**PROBLEM TO SOLVE**
Locate every line in the records below that contains the string "attached" and copy each of those lines. Case matters.

**LISTED ENTRIES**
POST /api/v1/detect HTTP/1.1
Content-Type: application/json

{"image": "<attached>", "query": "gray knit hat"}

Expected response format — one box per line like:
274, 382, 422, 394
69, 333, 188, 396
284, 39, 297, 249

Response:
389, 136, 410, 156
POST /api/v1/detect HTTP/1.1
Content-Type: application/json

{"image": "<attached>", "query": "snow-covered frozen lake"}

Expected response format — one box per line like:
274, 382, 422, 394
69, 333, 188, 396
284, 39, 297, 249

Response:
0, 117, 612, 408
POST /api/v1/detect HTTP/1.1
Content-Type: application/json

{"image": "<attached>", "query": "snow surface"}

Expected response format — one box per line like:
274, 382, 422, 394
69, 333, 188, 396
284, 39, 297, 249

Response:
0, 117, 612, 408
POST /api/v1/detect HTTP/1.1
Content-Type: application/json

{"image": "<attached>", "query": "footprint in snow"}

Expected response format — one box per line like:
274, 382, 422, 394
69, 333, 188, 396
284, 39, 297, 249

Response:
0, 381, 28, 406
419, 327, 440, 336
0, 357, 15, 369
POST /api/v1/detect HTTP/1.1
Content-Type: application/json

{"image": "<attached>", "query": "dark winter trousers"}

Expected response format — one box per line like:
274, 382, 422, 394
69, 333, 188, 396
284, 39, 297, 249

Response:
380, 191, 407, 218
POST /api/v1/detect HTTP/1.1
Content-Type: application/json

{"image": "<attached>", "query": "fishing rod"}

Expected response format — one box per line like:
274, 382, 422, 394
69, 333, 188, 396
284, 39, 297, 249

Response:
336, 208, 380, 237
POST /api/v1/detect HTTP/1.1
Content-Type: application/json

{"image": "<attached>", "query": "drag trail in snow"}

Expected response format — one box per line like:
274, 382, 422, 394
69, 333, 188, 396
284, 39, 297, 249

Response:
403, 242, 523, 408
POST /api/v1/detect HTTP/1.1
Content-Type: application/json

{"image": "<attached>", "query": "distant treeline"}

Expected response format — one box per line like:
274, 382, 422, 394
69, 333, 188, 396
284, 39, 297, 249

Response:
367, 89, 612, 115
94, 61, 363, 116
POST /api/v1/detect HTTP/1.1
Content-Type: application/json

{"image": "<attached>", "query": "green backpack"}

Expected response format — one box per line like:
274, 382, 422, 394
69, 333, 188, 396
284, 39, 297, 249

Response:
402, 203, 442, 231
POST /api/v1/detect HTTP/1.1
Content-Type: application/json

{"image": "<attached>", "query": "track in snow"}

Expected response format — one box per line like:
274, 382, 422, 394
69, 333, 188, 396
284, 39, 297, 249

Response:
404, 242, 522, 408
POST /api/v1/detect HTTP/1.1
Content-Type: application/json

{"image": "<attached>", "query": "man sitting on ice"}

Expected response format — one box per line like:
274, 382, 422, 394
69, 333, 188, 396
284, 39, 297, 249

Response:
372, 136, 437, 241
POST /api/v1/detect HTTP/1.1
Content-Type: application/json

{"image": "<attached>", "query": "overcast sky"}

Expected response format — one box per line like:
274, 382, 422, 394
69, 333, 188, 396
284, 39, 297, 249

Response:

**SOLUTION TO THE EXERCISE**
{"image": "<attached>", "query": "gray knit hat"}
{"image": "<attached>", "query": "snow-covered frozen lake"}
{"image": "<attached>", "query": "snow surface"}
{"image": "<attached>", "query": "footprint in snow"}
{"image": "<attached>", "query": "dark winter trousers"}
{"image": "<attached>", "query": "fishing rod"}
{"image": "<attached>", "query": "drag trail in snow"}
{"image": "<attached>", "query": "distant treeline"}
{"image": "<attached>", "query": "green backpack"}
{"image": "<attached>", "query": "track in snow"}
{"image": "<attached>", "query": "man sitting on ice"}
{"image": "<attached>", "query": "overcast sky"}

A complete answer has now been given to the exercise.